PAGE EXCERPT:
A STUDENT who overcame a brain tumour only for “lightning to strike twice” and lose his father to the same disease, is taking on a series of challenges to raise money to help find a cure.
Jamie Manton’s fundraising mission comes a year after his father Stephen sudden death.
The Sheffield Hallam nursing student had been diagnosed with a brain tumour and was awaiting surgery when his father was taken ill and died. Jamie, 26, is now fundraising for the Brain Tumour Research charity by taking on the Sheffield 10k on September 23, the Birmingham Half Marathon on October 14, and the Sheffield Half Marathon in April 2019.
He was diagnosed with a low-grade meningioma at the age of 25, and it was while he was undergoing treatment that his father began suffering from the same numbness that he had experienced before his diagnosis.
Stephen, a civil servant from Sheffield, was sent for an MRI scan and when the results came back unclear, he underwent a biopsy at the Royal Hallamshire Hospital. A high-grade glioma was found in his brain but before he could hear discover the results, the 64-year-old suffered from a post-operative brain haemorrhage and sadly died five days later. Within a week, Jamie had to return to Royal Hallamshire for surgeons to operate on his own brain tumour.
Jamie said: “My family and I are still reeling from what happened. There’s no hereditary link between my diagnosis and my dad’s – we were just extremely unfortunate and lightning struck twice. It was heart-breaking.
“Although I’m back to full health now and rebuilding my life, it’s important to me to help prevent others suffering like we have.”
Community fundraising manager for Brain Tumour Research, Matthew Price, said: “It’s dreadful that the Manton family have not only experienced a brain tumour diagnosis twice, but have also lost Stephen to the disease. Stories like this remind us that we cannot allow this desperate situation to continue.”

WORK REQUIRED:
Can you copy the article about Jamie Manton's fundraising word for word, from "The Sheffield Hallam" up to and including "before his diagnosis."?

SUPPLIED ENTRIES:
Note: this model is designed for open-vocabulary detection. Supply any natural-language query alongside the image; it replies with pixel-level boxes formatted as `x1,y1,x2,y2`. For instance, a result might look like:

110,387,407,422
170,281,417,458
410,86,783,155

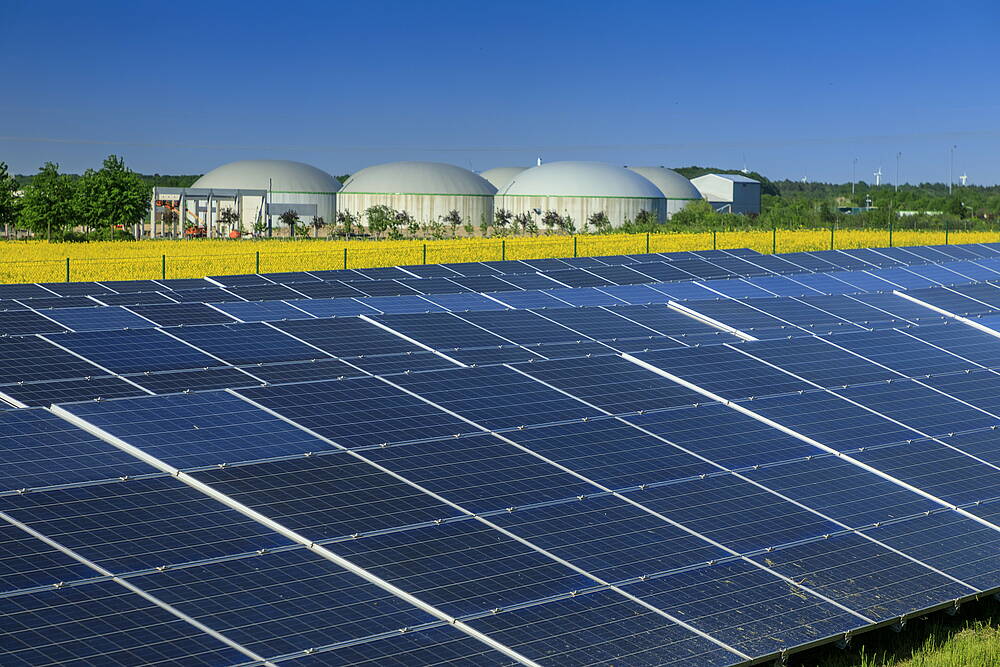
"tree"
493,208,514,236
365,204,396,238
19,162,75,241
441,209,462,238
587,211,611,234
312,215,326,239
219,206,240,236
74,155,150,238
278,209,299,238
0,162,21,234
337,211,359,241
...
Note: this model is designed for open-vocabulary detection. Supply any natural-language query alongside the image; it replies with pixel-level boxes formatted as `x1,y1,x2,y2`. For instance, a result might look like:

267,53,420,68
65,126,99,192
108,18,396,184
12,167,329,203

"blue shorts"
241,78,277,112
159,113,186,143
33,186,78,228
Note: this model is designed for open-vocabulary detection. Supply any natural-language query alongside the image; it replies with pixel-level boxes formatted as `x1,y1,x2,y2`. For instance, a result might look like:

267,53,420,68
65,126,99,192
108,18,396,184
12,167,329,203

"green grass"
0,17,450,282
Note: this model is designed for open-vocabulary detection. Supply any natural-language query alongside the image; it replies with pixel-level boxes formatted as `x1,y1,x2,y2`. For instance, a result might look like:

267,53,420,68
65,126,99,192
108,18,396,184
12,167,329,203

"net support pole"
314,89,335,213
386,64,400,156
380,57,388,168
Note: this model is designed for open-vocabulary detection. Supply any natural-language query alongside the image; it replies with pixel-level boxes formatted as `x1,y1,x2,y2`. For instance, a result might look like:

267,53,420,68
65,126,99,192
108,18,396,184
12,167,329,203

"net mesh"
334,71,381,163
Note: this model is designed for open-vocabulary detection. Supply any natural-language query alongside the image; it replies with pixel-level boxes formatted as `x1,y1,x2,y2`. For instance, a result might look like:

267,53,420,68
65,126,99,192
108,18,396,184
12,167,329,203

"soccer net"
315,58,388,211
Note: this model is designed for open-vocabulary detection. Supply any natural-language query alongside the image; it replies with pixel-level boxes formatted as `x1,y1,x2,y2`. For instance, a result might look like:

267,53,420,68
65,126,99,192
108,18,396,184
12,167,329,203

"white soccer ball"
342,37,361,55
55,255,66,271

RESULT OF THE TASK:
The Sheffield Hallam nursing student had been diagnosed with a brain tumour and was awaiting surgery when his father was taken ill and died. Jamie, 26, is now fundraising for the Brain Tumour Research charity by taking on the Sheffield 10k on September 23, the Birmingham Half Marathon on October 14, and the Sheffield Half Marathon in April 2019.
He was diagnosed with a low-grade meningioma at the age of 25, and it was while he was undergoing treatment that his father began suffering from the same numbness that he had experienced before his diagnosis.